Extracted information

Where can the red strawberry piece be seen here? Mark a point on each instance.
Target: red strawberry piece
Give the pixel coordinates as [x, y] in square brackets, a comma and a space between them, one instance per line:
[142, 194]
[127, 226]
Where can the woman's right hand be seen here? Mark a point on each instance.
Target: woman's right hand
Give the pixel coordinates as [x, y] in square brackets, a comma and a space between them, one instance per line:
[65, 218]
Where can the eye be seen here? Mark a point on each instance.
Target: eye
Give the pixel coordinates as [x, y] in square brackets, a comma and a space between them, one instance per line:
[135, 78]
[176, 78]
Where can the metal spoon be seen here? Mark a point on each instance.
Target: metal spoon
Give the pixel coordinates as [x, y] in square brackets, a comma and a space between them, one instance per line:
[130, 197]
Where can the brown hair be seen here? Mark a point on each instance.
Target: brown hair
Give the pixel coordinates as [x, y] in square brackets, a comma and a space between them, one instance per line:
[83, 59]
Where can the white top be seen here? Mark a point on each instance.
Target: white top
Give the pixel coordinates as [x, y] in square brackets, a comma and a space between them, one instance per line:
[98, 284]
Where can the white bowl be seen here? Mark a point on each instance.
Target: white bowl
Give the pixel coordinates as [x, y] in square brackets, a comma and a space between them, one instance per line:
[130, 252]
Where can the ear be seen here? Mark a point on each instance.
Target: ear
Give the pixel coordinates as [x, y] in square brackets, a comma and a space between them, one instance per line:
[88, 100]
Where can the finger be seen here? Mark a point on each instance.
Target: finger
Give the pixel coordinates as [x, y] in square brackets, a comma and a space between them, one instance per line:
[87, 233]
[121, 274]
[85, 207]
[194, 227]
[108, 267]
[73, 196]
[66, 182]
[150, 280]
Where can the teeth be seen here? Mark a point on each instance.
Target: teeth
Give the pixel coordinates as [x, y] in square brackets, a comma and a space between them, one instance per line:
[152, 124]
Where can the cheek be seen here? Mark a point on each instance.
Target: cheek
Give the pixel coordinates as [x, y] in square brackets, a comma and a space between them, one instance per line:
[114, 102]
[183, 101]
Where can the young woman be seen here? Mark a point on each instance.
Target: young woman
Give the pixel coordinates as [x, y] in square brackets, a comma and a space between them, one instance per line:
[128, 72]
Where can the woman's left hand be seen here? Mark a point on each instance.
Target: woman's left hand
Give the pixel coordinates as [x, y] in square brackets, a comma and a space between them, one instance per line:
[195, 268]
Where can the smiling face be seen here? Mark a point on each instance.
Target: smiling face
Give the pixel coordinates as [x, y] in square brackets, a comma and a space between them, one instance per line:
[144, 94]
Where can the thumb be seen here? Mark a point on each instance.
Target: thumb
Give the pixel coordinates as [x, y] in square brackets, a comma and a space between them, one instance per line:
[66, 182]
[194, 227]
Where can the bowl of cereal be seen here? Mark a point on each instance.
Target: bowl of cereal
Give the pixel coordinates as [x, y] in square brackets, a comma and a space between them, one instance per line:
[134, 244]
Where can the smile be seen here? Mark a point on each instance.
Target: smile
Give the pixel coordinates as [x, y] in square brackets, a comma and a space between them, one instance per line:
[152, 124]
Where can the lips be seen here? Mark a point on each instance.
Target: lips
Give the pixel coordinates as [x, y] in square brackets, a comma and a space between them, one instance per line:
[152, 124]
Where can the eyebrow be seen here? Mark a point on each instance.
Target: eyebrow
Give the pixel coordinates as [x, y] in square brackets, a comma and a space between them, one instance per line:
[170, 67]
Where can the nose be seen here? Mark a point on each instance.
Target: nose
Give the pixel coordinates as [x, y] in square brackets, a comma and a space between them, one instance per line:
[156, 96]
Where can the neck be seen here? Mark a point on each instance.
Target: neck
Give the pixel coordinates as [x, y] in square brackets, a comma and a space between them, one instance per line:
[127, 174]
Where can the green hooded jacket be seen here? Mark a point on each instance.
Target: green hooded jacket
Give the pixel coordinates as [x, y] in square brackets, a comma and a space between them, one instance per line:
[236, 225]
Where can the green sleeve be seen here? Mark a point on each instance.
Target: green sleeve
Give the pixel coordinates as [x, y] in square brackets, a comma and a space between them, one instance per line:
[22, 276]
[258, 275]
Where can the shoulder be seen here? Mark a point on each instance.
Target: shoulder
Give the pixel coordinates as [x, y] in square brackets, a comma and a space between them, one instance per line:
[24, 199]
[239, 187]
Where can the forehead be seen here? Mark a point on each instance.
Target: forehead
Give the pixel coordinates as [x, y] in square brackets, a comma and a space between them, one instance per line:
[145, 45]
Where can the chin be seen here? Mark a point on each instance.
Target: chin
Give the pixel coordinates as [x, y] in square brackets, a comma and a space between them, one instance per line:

What you have to do
Your answer should be every line from the material above in which the word "spoon" appears.

The completed task
Where can the metal spoon be seen here? Mark a point on each instance.
Target: metal spoon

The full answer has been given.